Copy the material below, changing every "even-odd fill" to "nonzero fill" and leaving everything else untouched.

→ Entries:

= = = = = = =

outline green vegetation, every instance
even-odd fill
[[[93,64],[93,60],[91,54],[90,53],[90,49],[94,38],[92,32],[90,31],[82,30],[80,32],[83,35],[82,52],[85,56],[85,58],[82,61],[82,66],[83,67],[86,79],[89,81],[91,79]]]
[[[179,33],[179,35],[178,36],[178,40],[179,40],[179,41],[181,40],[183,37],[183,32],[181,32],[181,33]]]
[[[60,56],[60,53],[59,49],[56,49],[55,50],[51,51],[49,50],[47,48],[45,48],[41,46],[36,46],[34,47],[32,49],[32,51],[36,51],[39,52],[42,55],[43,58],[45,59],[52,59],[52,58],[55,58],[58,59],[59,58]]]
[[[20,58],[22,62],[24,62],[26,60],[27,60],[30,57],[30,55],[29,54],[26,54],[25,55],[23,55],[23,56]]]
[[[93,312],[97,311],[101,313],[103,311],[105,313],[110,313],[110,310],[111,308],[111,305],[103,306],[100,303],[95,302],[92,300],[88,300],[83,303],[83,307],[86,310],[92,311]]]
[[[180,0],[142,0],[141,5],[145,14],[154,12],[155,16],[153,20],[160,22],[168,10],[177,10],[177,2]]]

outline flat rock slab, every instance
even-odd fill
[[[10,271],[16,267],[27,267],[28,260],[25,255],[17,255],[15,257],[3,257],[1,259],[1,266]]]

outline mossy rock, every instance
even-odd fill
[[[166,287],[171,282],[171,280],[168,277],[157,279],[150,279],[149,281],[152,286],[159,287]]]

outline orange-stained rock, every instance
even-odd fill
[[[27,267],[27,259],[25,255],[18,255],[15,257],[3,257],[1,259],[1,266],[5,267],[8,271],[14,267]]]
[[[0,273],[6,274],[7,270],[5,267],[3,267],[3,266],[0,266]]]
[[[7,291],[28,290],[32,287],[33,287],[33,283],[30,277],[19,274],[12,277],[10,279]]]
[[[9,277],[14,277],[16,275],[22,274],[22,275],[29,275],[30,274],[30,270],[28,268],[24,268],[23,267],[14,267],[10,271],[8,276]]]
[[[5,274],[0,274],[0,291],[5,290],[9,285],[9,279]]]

= = = = = = =

→ Output for this exercise:
outline green vegetation, every instance
nonzero fill
[[[93,64],[93,60],[91,54],[90,53],[90,49],[94,38],[92,32],[90,31],[82,30],[80,32],[83,35],[82,52],[85,56],[85,58],[82,61],[82,66],[83,67],[86,79],[89,81],[91,79]]]
[[[179,33],[179,35],[178,36],[178,40],[179,40],[179,41],[181,40],[183,37],[183,32],[181,32],[181,33]]]
[[[60,56],[60,53],[59,49],[56,49],[55,50],[51,51],[49,50],[47,48],[45,48],[41,46],[36,46],[34,47],[32,49],[32,51],[36,51],[39,52],[42,55],[43,58],[45,59],[52,59],[52,58],[55,58],[58,59],[59,58]]]
[[[20,58],[22,62],[24,62],[26,60],[27,60],[30,57],[30,55],[29,54],[26,54],[25,55],[23,55],[23,56]]]
[[[93,312],[97,311],[101,313],[103,311],[105,313],[110,313],[110,310],[111,308],[111,305],[103,306],[100,303],[95,302],[92,300],[88,300],[83,303],[83,307],[86,310],[92,311]]]
[[[180,0],[142,0],[141,5],[145,14],[154,12],[155,16],[153,20],[160,22],[168,10],[177,10],[177,2]]]

outline flat rock slab, every instance
nonzero fill
[[[10,271],[16,267],[27,267],[28,260],[25,255],[17,255],[15,257],[3,257],[1,259],[1,266]]]

outline mossy rock, every instance
nonzero fill
[[[166,287],[171,282],[171,280],[168,277],[157,279],[150,279],[149,281],[152,286],[159,287]]]

outline orange-stained rock, every instance
nonzero fill
[[[27,267],[27,259],[25,255],[18,255],[15,257],[3,257],[1,259],[1,266],[5,267],[8,271],[14,267]]]
[[[0,273],[6,274],[7,270],[5,267],[3,267],[3,266],[0,266]]]
[[[7,291],[28,290],[32,287],[33,287],[33,283],[30,277],[19,274],[12,277],[10,279]]]
[[[9,277],[14,277],[16,275],[22,274],[22,275],[29,275],[30,274],[30,270],[28,268],[24,268],[23,267],[14,267],[10,271],[8,276]]]
[[[5,274],[0,274],[0,291],[5,290],[9,285],[9,279]]]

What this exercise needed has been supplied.